Referring expression data:
# # # # #

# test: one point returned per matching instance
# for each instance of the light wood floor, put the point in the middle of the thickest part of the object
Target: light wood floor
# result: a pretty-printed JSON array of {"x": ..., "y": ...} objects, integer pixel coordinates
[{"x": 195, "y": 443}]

# # # # #

_About this exercise_
Return nothing but the lines from the top of the records above through the line that has "Target: light wood floor". Keep each one exact.

_Reply_
# test: one point returned per matching instance
# for each instance of the light wood floor, put the point in the middle of the thickest part of the object
Target: light wood floor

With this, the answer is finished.